Print the material below verbatim, line for line, with no changes.

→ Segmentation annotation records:
======

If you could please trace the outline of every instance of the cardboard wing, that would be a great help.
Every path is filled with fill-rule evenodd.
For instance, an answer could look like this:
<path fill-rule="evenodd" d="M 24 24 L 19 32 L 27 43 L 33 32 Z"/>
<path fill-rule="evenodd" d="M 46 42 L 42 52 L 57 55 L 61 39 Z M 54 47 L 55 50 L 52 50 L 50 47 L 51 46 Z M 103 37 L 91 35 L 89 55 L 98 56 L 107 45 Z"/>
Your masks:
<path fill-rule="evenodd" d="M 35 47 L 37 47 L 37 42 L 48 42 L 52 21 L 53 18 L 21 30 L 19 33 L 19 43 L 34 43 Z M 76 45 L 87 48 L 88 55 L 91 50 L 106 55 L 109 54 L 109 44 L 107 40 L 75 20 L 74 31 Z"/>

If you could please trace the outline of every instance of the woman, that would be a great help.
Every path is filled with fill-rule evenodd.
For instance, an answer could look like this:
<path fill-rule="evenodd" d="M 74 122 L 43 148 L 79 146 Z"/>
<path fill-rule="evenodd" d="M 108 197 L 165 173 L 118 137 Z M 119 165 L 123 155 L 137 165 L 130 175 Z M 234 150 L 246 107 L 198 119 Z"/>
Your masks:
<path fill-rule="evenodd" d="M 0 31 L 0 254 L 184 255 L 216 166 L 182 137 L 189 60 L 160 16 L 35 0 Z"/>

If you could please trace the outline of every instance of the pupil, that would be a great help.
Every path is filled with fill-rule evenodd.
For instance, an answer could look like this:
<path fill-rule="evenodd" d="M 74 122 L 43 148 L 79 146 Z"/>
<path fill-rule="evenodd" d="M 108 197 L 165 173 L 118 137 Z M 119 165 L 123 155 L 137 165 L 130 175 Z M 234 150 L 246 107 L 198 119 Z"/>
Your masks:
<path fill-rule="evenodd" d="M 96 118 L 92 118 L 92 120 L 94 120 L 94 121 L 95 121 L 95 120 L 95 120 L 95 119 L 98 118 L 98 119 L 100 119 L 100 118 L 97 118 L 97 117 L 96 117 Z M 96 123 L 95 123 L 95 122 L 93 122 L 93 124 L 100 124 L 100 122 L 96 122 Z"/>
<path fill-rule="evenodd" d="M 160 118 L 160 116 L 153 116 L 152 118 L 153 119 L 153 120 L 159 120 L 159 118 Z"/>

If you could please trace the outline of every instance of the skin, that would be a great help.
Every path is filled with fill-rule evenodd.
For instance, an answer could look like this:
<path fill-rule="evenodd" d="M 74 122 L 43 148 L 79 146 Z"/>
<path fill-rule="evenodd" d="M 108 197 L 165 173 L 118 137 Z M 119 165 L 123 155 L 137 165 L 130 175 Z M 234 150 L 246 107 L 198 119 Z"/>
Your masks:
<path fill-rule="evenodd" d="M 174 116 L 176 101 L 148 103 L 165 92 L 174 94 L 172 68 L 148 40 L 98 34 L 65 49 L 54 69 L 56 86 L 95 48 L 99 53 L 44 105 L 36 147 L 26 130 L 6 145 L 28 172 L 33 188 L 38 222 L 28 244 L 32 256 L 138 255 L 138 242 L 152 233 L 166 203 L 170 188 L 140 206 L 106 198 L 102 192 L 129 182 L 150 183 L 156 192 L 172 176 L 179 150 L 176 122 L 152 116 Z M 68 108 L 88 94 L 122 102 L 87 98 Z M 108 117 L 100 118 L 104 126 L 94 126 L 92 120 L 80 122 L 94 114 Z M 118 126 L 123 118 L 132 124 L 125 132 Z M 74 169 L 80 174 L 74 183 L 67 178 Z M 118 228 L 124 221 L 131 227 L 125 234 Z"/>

======

→ Output:
If you could please trace the outline of every instance of the cardboard wing, that would be a great help.
Every path is filled with fill-rule evenodd.
For instance, an answer could look like this:
<path fill-rule="evenodd" d="M 24 24 L 19 32 L 27 43 L 33 32 Z"/>
<path fill-rule="evenodd" d="M 46 42 L 42 52 L 57 55 L 61 39 Z M 54 47 L 55 50 L 52 50 L 50 47 L 51 46 Z M 103 37 L 91 35 L 89 55 L 98 56 L 107 45 Z"/>
Your masks:
<path fill-rule="evenodd" d="M 35 47 L 37 47 L 37 42 L 48 42 L 52 21 L 53 18 L 21 30 L 19 33 L 19 43 L 34 43 Z M 76 45 L 87 48 L 88 55 L 91 50 L 106 55 L 109 54 L 109 44 L 107 40 L 75 20 L 74 31 Z"/>

If you could please trace the outline of every instance of the woman, that would be a great help.
Every path is filled with fill-rule evenodd.
For instance, an answer could look like this:
<path fill-rule="evenodd" d="M 74 122 L 43 148 L 79 146 Z"/>
<path fill-rule="evenodd" d="M 108 197 L 165 173 L 118 137 Z M 119 165 L 123 155 L 137 165 L 130 175 Z M 234 150 L 246 107 L 198 119 Z"/>
Your masks:
<path fill-rule="evenodd" d="M 0 31 L 0 254 L 184 255 L 216 166 L 182 137 L 189 60 L 160 16 L 35 0 Z"/>

If you could please trace the outline of every instance of the pupil, that would be a great help.
Every path is filled with fill-rule evenodd.
For instance, an answer could look like this:
<path fill-rule="evenodd" d="M 74 122 L 43 148 L 79 146 Z"/>
<path fill-rule="evenodd" d="M 108 197 L 165 173 L 118 137 Z M 119 165 L 123 155 L 137 165 L 130 175 Z M 234 150 L 246 107 L 198 119 Z"/>
Your masks:
<path fill-rule="evenodd" d="M 96 118 L 92 118 L 92 120 L 94 120 L 94 121 L 95 121 L 95 120 L 95 120 L 95 119 L 98 118 L 98 119 L 100 119 L 100 118 L 97 118 L 97 117 L 96 117 Z M 96 123 L 95 123 L 95 122 L 93 122 L 93 124 L 100 124 L 100 122 L 96 122 Z"/>
<path fill-rule="evenodd" d="M 160 118 L 160 116 L 153 116 L 152 118 L 153 119 L 153 120 L 159 120 L 159 118 Z"/>

If you could please trace the outline of every instance of the skin, that would be a great help.
Every path is filled with fill-rule evenodd.
For instance, an answer could look like this:
<path fill-rule="evenodd" d="M 74 122 L 43 148 L 79 146 Z"/>
<path fill-rule="evenodd" d="M 108 197 L 165 173 L 118 137 Z M 119 165 L 123 155 L 137 165 L 130 175 Z M 234 150 L 246 107 L 198 119 Z"/>
Your masks:
<path fill-rule="evenodd" d="M 174 116 L 176 101 L 148 103 L 165 92 L 174 94 L 172 68 L 148 40 L 98 34 L 65 49 L 54 69 L 56 86 L 95 48 L 99 53 L 44 105 L 36 147 L 26 130 L 6 145 L 28 172 L 33 188 L 38 222 L 28 244 L 32 256 L 138 255 L 138 242 L 152 233 L 166 203 L 170 188 L 140 206 L 106 198 L 102 192 L 129 182 L 150 183 L 156 192 L 172 176 L 179 150 L 176 122 L 152 116 Z M 68 108 L 88 94 L 122 102 L 87 98 Z M 108 117 L 100 118 L 104 126 L 94 126 L 92 120 L 80 122 L 94 114 Z M 118 126 L 123 118 L 132 124 L 125 132 Z M 74 169 L 80 174 L 74 183 L 67 178 Z M 118 228 L 124 221 L 131 227 L 125 234 Z"/>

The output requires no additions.